Requirements:
Please edit all of the entries below, replacing every "Target" with "Query" and leaving everything else as it is.

Exercise inputs:
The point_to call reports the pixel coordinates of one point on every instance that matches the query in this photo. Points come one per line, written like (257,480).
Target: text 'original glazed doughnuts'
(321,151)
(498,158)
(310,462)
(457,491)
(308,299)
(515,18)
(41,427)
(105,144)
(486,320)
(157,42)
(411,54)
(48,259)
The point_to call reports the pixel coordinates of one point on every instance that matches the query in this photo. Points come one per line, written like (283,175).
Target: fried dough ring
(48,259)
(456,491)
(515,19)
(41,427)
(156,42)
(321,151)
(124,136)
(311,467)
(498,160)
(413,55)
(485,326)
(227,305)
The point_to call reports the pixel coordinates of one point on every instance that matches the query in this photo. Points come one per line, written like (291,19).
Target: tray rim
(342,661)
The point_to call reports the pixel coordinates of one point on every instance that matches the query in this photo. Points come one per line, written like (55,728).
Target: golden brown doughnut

Exercise response:
The point_to call reports the pixel coordinates of one point on every instance that matches the query in this photo. Points come one per line, written like (257,480).
Query: text 'original glazed doughnuts'
(321,151)
(498,158)
(310,462)
(457,491)
(308,299)
(515,18)
(41,427)
(105,144)
(486,320)
(157,42)
(411,54)
(48,259)
The point_to call reports the pixel coordinates of one point on every instance that matches the query in this photo. Points come one per line, written like (283,175).
Query: fried dough ring
(48,259)
(456,491)
(515,19)
(41,427)
(156,42)
(321,151)
(124,136)
(311,467)
(498,160)
(413,55)
(485,326)
(227,305)
The point_to call reports the pixel coordinates of one point on every instance that matches the query in this photo. Points come one per line, written like (291,19).
Query: tray rim
(342,661)
The point_to call reports the pixel coordinates of one point on every instance that matches the query in this photo. Points come one per line, written like (55,728).
Query: golden brown doughnut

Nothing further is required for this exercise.